What you are asked to do:
Continue the reply to the respondents in the Theopolis Institute conversation, starting after its last sentence.

Exercise passage:
--- START ---

I am grateful to Peter Leithart and the Theopolis Institute for the opportunity to lend my thoughts to this extraordinarily rich conversation.  I am also grateful to my interlocutors for their insightful and generous responses and for the opportunity they have provided for me to try to clarify these thoughts within the space constraints of the medium.  I would just add to this second effort the caveat that the issues under consideration here are extraordinarily complex, and it exceeds my capacities to exhaust them within these constraints.  I’m sure I speak for several of us when I say that readers interested in going deeper should consult our more extended work on the subject.

--- END ---

Dataset records:

--- START ---

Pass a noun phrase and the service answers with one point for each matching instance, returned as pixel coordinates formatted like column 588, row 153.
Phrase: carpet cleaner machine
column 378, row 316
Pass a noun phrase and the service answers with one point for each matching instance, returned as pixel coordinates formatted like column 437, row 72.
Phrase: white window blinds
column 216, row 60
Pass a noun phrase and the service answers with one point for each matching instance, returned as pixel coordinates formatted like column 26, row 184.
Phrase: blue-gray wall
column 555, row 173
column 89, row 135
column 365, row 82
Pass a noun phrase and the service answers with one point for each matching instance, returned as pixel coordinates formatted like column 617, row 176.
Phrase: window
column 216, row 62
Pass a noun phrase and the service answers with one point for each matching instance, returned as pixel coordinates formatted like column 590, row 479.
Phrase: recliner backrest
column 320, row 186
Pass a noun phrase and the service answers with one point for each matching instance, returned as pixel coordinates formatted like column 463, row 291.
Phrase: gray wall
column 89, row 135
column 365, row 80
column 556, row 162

--- END ---
--- START ---

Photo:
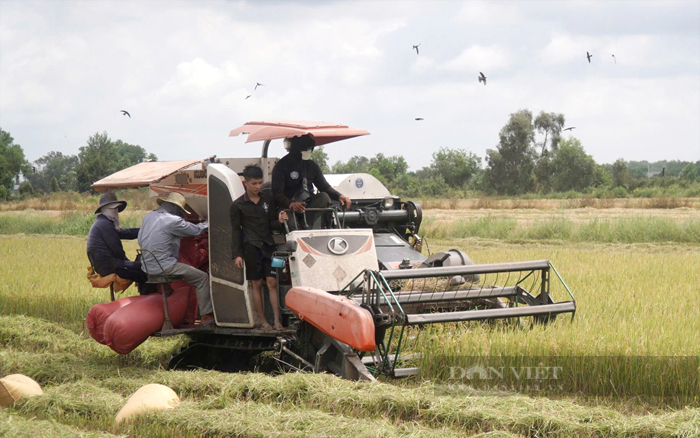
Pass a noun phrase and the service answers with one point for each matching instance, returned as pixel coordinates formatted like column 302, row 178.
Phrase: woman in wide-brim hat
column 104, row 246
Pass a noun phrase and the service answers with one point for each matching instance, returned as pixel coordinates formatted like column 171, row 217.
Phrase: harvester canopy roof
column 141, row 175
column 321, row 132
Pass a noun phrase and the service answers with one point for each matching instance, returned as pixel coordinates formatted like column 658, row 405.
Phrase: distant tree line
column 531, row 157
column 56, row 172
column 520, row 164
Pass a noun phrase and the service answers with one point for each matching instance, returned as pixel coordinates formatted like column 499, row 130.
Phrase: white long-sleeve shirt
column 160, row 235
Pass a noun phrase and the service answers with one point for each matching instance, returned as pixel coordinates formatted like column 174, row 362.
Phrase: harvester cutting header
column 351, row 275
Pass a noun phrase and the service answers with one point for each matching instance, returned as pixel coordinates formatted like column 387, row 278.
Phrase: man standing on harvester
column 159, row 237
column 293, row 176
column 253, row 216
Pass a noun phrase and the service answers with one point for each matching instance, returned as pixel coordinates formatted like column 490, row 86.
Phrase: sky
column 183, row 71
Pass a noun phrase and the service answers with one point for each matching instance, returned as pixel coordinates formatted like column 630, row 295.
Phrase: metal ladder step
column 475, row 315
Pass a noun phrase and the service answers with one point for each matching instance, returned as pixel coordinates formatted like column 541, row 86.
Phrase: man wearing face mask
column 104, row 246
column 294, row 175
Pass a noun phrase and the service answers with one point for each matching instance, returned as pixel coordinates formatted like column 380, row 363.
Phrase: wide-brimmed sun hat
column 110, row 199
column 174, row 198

--- END ---

Result:
Let me begin with what I take to be the most foundational of these criticisms, those of Peter Leithart.  Peter latches onto my remark that “the rational superiority of theology [does not] consist in its providing better explanations for the dynamics of natural systems and processes that are the subjects of the various sciences,” and he takes me to task for saying that the doctrine of creation “does not offer a better explanation of ‘how the world works’” but a more adequate explanation of “what the world is,” thereby rescuing reason “from the reductive functionalism of scientific rationality.”  He counters that this fails to apprehend how scientific cognition actually works, that it is not “reductive,” “functionalist” or “mechanistic” because its reliance on metaphors and models makes it more akin to poetry.  And, more importantly, he worries that the distinction between being and working threatens to re-institute the territories for science and theology seemingly favored by Peter Harrison.  Science and theology would then really live separate lives after all; the theological understanding of “what things are” would not carry over, as it surely must, into how they work, and theology would once again be deprived of any capacity to correct science in its sins of commission and omission.  And he adduces the apparent incapacity of the sciences to acknowledge or even cognize the soul as a case in point.

I appreciate the objection.  The distinction between “what the world is” and “how the world works” was a short-hand way of indicating three aspects of the larger thesis of No God, No Science? that appear, briefly and in somewhat disconnected fashion, throughout this essay.  I thought them particularly relevant to this discussion but could not develop them in full.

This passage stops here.